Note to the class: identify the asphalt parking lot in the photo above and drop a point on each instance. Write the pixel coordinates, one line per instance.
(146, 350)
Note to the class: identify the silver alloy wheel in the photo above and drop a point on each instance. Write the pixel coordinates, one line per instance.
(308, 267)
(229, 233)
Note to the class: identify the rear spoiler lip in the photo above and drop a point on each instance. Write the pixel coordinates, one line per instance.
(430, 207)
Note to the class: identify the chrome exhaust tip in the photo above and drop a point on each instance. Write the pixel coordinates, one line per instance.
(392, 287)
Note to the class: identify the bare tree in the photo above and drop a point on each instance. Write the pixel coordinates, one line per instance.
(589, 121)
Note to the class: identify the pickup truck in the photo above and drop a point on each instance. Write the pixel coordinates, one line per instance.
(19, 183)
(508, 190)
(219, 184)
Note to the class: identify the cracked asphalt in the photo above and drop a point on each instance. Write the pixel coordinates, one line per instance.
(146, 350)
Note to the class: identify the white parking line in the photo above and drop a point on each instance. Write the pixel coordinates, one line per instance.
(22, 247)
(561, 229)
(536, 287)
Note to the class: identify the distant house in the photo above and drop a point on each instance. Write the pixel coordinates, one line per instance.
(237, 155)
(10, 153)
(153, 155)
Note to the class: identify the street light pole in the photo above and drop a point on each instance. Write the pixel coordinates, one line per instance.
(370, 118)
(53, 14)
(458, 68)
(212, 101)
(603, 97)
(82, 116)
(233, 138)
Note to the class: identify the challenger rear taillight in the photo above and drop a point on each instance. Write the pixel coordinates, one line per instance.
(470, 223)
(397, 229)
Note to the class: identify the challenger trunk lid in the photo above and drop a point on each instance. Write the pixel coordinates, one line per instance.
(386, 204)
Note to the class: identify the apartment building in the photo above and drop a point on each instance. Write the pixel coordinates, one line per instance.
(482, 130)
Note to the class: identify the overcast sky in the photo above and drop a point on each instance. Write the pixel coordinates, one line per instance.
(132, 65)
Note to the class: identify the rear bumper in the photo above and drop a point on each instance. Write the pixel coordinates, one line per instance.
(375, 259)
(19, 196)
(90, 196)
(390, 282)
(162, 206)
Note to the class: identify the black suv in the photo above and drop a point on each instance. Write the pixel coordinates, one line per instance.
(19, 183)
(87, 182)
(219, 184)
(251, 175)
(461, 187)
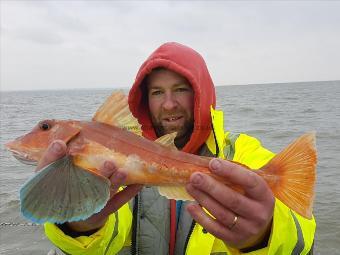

##############################

Pictures are to be left out when the entries above are repeated exactly.

Note to the class: identify the asphalt parking lot in the photo above and drop a point on each instance. Write the pixel coordinates, one line per instance.
(146, 350)
Note to the class: identify the silver alloy wheel in the photo above and drop a point on each instance. Write the pixel coordinates, one line per instance.
(308, 267)
(229, 233)
Note to the class: identify the rear spoiler lip in the photo above and drop a point on each instance. Write the pixel coordinates, one line per instance.
(430, 207)
Note to the class: identify the chrome exhaust tip in the photo above and drop a point on each instance. Write the pixel coordinates, one line per instance.
(392, 287)
Note to the class: identify the bare tree in the photo above and drop a point on each instance. Write the pixel coordinates, one line per instance.
(589, 121)
Note to the class: identify the pickup truck in the photo above and drop a point on each instance. Write the pixel coordinates, one line per instance.
(19, 183)
(508, 190)
(219, 184)
Note to the class: identify the cracked asphalt in the photo above and drop a point on each instance. Write the pixel coordinates, one line per instance.
(146, 350)
Note to the class: identify the white parking line in the photo above and drop a point on each instance. Write the pixel coordinates, one line per instance.
(22, 247)
(561, 229)
(536, 287)
Note to the class: identify the distant house in the photo above and drop a point on each instance. Write the pixel coordinates, one line per instance.
(237, 155)
(10, 153)
(153, 155)
Note to the class: identify the street light pole in the photo above and drop a point on each instance. Write the pixel coordinates, one line per instance.
(370, 118)
(53, 14)
(458, 68)
(212, 101)
(603, 97)
(82, 116)
(233, 138)
Note to the class: identify the challenger rear taillight in the photo above and drop a point on each instance. Write the pixel coordinates, one line per instance.
(470, 223)
(397, 229)
Note to the class: identify the challenger trunk lid in the photo above and drop a point on each instance. Write the pixel coordinates, one line per instance.
(386, 204)
Note to the class: identify the apartment building in the photo above and drop a point on each instance. Write the pixel coordinates, one line per instance.
(482, 130)
Note to the class: identify the overcast sky in the photo above and drop a point on each instance. Write the pixel coordinates, one line per instance.
(132, 65)
Note to the class: identify the rear bumper in the photo above and drop a point on each instance. Write the pixel coordinates, one line per instance.
(375, 259)
(19, 196)
(90, 196)
(390, 282)
(162, 206)
Note to the class: identify the black suv in the photo above and drop a point on each instance. Write the pixel coordinates, one line per instance.
(19, 183)
(87, 182)
(219, 184)
(251, 175)
(461, 187)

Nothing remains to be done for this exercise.